— What you should do —
Rewrite the items below, substituting "slender brown branch" for every occurrence of "thin brown twig" and keeping everything else unchanged. Leave the pictures out of your answer.

— Supplied material —
'''
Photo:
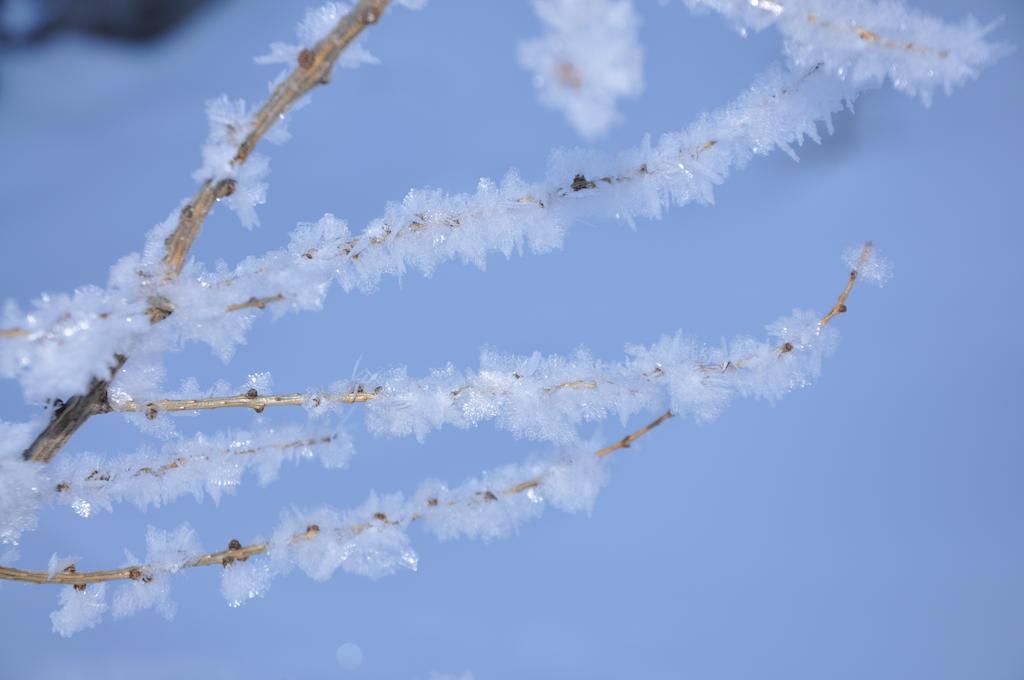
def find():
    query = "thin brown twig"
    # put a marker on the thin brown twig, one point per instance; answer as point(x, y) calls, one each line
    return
point(313, 69)
point(99, 475)
point(252, 399)
point(237, 551)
'''
— Output for this task —
Photo:
def find():
    query = "slender brown branch"
    # put a marker on the slender brown branch, one point per instance; answer as point(x, y) calls, one each line
    return
point(313, 69)
point(99, 475)
point(252, 399)
point(237, 551)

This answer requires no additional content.